***** Supplied text
Music has a magical healing quality that can often find you at just the right time and just the right place. Everyone tends to find their own x factor when it comes to the art that they truly fall in love with. Whether its a playfulness, a soulful note or maybe more simply an open catharsis, the human spirit’s capacity to recover and grow has long been intertwined closely with the music we listen to.


Eva Penney

At Crofters Rights the crowds were filing through the door of the main stage for Eva Penny’s first full band backed gig. She stood on the stage, sporting a “Bikes suck” T-shirt, as the rest of the group assembled around her. The band wore shirts and ties like they’d been let out of college at lunch time – but only for one gig, so long as they were back in time for double maths.


I last saw Eva in that very same building – nearly three months prior at Nile Robinson & The Countrymen’s first headline show. She was back this time on the main stage, and something felt different.
**********
#### Work to complete:
1. Transcribe the concert review in full, word for word.
2. Extract every line of the entries that contains the word "rear".
The concert review and the entries come from unrelated sources.
***** Material to process
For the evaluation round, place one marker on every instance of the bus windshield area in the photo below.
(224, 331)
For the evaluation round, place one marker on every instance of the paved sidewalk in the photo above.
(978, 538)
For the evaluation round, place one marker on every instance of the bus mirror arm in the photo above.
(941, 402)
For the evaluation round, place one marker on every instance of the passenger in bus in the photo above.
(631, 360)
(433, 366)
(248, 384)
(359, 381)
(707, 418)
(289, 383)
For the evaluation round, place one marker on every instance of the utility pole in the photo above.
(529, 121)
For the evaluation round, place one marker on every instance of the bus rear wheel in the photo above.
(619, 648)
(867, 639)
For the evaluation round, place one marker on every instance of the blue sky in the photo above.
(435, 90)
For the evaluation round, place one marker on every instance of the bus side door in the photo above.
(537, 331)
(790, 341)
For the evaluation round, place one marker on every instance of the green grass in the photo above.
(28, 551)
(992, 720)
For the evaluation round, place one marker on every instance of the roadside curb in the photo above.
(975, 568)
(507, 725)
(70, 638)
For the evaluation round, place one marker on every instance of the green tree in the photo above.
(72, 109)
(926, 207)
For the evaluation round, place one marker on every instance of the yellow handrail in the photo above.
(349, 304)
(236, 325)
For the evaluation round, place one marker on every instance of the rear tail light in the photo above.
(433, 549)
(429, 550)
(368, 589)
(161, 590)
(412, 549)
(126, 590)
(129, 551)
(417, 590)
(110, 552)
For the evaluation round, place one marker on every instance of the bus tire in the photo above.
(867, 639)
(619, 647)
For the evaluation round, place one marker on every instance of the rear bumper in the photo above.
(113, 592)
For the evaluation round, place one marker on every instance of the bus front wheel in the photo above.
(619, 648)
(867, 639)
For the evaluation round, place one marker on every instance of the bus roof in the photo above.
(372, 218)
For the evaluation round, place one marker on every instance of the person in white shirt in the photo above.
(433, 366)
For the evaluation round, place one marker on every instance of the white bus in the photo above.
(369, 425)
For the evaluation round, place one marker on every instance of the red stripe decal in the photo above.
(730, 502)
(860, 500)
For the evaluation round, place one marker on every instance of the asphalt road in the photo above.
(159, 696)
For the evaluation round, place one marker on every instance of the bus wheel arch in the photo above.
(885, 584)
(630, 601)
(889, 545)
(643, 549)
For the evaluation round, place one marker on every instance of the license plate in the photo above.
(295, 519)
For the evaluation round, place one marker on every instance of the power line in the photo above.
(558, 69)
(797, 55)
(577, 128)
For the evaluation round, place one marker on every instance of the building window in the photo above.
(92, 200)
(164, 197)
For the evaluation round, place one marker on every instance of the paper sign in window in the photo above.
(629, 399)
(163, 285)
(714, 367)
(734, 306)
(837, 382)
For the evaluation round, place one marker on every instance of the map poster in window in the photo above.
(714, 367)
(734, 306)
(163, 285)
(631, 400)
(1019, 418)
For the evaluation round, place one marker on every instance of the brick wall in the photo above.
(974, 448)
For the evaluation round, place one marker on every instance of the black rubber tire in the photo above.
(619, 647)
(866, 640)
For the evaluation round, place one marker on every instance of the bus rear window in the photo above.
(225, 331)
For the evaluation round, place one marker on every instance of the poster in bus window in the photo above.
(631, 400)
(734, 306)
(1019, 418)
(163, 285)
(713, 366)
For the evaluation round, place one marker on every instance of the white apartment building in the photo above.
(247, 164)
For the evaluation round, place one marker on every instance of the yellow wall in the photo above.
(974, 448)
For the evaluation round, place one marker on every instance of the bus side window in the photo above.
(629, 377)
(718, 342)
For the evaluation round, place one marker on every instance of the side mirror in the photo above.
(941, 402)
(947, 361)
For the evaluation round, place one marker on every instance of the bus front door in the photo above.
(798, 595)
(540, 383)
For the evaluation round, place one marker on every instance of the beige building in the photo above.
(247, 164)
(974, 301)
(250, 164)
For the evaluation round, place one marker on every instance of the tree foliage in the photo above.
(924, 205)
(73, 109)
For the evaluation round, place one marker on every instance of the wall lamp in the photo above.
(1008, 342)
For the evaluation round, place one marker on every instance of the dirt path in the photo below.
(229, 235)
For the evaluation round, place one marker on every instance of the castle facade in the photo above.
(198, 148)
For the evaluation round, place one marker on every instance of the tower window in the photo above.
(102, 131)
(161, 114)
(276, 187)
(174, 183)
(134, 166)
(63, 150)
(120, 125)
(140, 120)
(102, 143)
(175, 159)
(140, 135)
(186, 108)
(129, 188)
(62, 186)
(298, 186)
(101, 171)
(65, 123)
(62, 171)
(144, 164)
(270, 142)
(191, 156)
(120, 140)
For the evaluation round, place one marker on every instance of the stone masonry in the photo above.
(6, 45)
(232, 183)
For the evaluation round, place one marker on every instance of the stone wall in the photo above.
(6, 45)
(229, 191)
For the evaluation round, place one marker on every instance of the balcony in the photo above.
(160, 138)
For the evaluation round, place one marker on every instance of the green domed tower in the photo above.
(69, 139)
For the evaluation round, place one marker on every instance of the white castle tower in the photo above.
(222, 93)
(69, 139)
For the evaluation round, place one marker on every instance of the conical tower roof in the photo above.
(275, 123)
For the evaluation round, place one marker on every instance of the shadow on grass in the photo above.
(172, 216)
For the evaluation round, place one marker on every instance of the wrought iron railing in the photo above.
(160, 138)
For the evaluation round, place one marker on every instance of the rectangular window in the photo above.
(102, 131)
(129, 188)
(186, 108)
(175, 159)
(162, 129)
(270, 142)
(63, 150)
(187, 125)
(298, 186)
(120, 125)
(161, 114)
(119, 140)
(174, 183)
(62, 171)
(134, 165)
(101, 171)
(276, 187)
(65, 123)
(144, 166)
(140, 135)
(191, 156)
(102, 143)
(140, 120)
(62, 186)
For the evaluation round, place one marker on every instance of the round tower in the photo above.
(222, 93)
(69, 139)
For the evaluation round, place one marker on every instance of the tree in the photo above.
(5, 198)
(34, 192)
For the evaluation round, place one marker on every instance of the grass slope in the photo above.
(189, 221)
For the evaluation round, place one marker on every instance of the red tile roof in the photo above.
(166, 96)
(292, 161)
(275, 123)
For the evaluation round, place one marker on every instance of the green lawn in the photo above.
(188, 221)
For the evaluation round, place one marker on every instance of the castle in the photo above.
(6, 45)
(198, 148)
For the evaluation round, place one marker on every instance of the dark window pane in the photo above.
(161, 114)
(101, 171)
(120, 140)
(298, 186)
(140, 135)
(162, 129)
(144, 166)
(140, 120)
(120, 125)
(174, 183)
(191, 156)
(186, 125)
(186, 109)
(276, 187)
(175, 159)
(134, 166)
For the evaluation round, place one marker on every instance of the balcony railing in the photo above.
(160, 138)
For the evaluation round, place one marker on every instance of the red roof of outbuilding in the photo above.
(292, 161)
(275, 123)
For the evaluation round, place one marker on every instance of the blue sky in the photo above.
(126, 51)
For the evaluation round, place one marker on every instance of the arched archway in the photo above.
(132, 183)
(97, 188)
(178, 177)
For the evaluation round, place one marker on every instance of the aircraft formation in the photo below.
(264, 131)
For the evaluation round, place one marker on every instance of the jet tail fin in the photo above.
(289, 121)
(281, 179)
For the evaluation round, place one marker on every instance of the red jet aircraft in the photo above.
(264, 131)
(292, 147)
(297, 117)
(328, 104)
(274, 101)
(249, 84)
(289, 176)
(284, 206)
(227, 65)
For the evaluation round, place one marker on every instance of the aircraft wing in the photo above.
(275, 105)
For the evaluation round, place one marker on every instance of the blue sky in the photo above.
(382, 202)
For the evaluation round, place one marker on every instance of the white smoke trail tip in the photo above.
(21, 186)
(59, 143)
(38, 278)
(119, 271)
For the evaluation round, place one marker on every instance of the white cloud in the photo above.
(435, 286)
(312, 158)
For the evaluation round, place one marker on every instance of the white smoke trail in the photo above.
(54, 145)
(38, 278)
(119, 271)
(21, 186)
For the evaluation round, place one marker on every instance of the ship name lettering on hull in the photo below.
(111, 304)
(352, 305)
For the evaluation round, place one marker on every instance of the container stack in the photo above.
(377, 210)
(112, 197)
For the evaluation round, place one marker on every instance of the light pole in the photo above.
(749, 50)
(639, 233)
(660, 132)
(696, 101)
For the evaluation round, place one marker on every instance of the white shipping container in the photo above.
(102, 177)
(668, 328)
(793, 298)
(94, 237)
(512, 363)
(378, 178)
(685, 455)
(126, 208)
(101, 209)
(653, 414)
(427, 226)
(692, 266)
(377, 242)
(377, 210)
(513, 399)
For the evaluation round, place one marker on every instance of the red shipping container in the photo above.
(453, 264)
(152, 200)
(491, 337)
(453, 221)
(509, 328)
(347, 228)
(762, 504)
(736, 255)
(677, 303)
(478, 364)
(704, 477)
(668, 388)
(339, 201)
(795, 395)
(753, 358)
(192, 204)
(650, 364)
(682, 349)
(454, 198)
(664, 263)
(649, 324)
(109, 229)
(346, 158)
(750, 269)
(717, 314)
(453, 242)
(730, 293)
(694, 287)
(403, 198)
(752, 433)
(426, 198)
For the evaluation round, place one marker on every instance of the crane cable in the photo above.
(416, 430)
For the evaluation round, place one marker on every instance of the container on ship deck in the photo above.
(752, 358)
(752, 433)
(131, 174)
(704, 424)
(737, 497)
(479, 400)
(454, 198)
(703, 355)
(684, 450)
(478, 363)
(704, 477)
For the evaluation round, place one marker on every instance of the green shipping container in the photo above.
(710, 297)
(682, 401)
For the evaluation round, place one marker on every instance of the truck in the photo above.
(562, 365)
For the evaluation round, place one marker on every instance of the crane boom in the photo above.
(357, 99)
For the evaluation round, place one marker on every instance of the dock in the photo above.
**********
#### The answers:
1.
Music has a magical healing quality that can often find you at just the right time and just the right place. Everyone tends to find their own x factor when it comes to the art that they truly fall in love with. Whether its a playfulness, a soulful note or maybe more simply an open catharsis, the human spirit’s capacity to recover and grow has long been intertwined closely with the music we listen to.


Eva Penney

At Crofters Rights the crowds were filing through the door of the main stage for Eva Penny’s first full band backed gig. She stood on the stage, sporting a “Bikes suck” T-shirt, as the rest of the group assembled around her. The band wore shirts and ties like they’d been let out of college at lunch time – but only for one gig, so long as they were back in time for double maths.


I last saw Eva in that very same building – nearly three months prior at Nile Robinson & The Countrymen’s first headline show. She was back this time on the main stage, and something felt different.

2.
For the evaluation round, place one marker on every instance of the bus rear wheel in the photo above.
For the evaluation round, place one marker on every instance of the rear tail light in the photo above.
For the evaluation round, place one marker on every instance of the rear bumper in the photo above.
For the evaluation round, place one marker on every instance of the bus rear window in the photo above.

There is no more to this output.